DATASET RECORDS:
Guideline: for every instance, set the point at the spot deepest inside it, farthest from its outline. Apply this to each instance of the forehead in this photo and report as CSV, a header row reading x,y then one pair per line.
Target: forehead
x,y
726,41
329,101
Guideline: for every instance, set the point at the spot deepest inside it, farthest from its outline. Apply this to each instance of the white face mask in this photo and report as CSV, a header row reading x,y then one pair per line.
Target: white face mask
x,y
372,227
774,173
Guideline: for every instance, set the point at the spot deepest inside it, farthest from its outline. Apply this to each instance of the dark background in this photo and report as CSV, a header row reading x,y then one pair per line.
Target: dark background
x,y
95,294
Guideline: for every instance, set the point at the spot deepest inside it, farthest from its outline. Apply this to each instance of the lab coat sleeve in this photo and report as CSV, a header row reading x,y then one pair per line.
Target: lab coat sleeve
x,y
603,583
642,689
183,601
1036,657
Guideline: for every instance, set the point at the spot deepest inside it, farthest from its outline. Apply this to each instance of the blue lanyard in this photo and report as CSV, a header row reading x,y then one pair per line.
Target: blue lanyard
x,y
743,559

WRITTEN INSTRUCTION: Reproduce the data word for word, from the line containing "the lab coat" up to and including the final line of the data.

IN RESPONSE:
Guideline: for every instance, set the point at the spot deepest inside it, farthest from its outline. Apply this to each instance of the lab coat sleeve in this photo and report as CSV, a header row reading x,y then one pair per line.
Target: lab coat sleeve
x,y
603,583
642,689
183,601
1036,657
Guideline: for every instance, set the point at the spot deepest inside it, farthest from its outline. Apply this to each instance of the blue lanyard in this photo and report as CSV, a header row reading x,y then one pair per line.
Target: blue lanyard
x,y
743,559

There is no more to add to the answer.